◆ **ACTIVITY**: Search the data below, and report every line in which "positive" occurs.

◆ **SUPPLIED DATA**:
■ ■ ■ ■ ■

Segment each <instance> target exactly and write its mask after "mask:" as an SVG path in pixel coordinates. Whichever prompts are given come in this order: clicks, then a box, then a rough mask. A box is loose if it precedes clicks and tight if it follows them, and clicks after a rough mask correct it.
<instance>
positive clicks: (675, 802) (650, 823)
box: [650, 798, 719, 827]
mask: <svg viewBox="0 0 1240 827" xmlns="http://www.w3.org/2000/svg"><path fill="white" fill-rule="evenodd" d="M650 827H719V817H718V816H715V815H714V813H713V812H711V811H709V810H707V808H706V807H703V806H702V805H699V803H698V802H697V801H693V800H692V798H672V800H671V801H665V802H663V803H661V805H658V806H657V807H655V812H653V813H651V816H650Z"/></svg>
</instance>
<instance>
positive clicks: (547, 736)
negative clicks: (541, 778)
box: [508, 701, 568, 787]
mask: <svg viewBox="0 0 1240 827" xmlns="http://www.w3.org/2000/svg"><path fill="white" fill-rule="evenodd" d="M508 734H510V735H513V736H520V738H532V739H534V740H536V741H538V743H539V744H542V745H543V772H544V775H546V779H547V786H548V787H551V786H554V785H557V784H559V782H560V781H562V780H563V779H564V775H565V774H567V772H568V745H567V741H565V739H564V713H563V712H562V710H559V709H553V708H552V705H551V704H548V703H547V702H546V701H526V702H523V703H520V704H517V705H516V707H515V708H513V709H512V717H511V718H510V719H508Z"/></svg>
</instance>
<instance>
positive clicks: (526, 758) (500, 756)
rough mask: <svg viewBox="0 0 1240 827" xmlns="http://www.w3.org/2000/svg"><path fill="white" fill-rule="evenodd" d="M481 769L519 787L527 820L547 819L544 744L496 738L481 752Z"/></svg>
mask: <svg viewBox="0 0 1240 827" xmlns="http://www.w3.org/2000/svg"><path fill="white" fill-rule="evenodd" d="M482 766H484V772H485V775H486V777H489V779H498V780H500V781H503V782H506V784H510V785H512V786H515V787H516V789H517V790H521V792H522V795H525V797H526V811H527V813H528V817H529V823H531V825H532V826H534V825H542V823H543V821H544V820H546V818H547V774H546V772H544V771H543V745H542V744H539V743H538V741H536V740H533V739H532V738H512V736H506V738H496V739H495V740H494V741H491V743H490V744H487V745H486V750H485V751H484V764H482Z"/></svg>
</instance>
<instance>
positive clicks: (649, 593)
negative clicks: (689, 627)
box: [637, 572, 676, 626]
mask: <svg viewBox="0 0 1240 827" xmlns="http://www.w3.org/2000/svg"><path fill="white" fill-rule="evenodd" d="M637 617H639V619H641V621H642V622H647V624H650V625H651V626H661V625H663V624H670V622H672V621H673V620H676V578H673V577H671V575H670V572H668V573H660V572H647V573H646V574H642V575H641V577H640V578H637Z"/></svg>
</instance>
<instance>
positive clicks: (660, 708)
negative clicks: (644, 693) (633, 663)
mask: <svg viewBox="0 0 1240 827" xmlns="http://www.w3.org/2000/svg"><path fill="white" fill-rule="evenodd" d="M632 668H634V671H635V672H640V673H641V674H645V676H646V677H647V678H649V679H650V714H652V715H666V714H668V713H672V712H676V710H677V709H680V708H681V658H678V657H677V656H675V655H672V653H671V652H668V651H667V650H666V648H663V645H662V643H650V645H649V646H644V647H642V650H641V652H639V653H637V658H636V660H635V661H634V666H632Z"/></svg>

■ ■ ■ ■ ■

◆ **OUTPUT**:
positive clicks: (675, 802) (650, 823)
positive clicks: (547, 736)
positive clicks: (526, 758) (500, 756)
positive clicks: (649, 593)
positive clicks: (660, 708)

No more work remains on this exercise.